What do the entries below say? Restate them word for word.

==== Recorded data ====

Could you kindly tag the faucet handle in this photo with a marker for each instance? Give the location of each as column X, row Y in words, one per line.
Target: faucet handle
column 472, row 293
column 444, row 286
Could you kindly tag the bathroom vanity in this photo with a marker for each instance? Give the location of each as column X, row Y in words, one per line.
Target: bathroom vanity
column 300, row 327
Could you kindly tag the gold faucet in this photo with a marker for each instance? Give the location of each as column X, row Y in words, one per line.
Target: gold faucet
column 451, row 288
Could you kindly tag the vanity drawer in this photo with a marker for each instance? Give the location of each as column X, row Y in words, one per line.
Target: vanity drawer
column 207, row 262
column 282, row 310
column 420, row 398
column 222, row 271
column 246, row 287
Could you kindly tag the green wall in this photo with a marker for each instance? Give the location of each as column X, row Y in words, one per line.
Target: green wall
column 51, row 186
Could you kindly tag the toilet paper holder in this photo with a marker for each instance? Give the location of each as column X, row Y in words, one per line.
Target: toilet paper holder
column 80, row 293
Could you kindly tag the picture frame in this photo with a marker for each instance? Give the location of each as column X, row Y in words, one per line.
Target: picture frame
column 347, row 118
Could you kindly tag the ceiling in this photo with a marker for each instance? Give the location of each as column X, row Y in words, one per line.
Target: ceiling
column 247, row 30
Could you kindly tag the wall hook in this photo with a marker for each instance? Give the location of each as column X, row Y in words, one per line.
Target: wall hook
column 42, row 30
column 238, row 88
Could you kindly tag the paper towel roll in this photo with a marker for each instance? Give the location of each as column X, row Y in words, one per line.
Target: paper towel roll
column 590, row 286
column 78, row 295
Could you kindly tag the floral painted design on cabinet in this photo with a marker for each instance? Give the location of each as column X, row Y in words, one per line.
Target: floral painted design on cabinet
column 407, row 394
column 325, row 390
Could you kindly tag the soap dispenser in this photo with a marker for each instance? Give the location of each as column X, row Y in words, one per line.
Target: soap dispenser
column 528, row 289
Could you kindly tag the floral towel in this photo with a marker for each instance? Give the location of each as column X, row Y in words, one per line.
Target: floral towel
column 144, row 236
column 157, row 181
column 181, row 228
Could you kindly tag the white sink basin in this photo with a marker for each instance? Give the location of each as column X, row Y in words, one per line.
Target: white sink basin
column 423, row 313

====

#### Task solution:
Could you kindly tag the faucet handle in this photo with a marker for each instance? Give the location of each as column X, row Y in words, one per line.
Target: faucet handle
column 472, row 293
column 444, row 286
Could you kindly tag the bathroom vanity in this photo with a marker for each instance? Give the location of each as column X, row Y in words, one per line.
Target: bathroom vanity
column 300, row 327
Could you kindly tag the gold faucet in this photo with a marker for each instance? Give the location of each as column X, row Y in words, one per line.
Target: gold faucet
column 451, row 288
Could you kindly tag the vanity drawer in this photo with a marker for each instance? Give the location of each as column X, row Y in words, one per line.
Target: vanity drawer
column 207, row 262
column 282, row 310
column 420, row 398
column 222, row 271
column 246, row 287
Could you kindly tag the green wall in this photo with a marker for each instance? Give the location of each as column X, row Y in words, one per line.
Target: green wall
column 51, row 186
Could you kindly tag the toilet paper holder in this photo with a marker for each instance? Give the location of each as column X, row Y in words, one per line.
Target: toilet paper holder
column 80, row 293
Could you kindly tag the picture frame in this photo with a marker for each instance? Give the location of each as column X, row Y in words, one per line.
Target: picture frame
column 347, row 118
Could you kindly tag the ceiling in this photo with a marker for each instance? Give the location of each as column X, row Y in words, one per line.
Target: ceiling
column 247, row 30
Could you kindly tag the wall hook in this photo with a marker for each instance? Give the location of each as column X, row Y in words, one per line.
Target: wall hook
column 42, row 30
column 238, row 88
Could you kindly tag the paper towel roll in this photo with a marker for each instance? Give the location of each as column X, row Y in words, one per line.
Target: paper towel roll
column 590, row 286
column 78, row 295
Could you kindly tag the floral painted design on cabinet in this photo with a marker for each instance? Give the location of each as column X, row Y in words, one per line.
Target: floral painted design on cabinet
column 407, row 394
column 325, row 390
Could you kindly tag the soap dispenser in this photo with a marker for each instance? Give the location of each as column X, row Y in words, one per line.
Target: soap dispenser
column 528, row 289
Could you kindly tag the floral towel in this photo with a marker for each instance? Give the location of each as column X, row Y in words, one per line.
Target: floral towel
column 144, row 236
column 157, row 181
column 181, row 228
Could you kindly tag the white sink basin in this photo with a marker for each instance? Give the location of each as column X, row Y in words, one per line.
Target: white sink basin
column 423, row 313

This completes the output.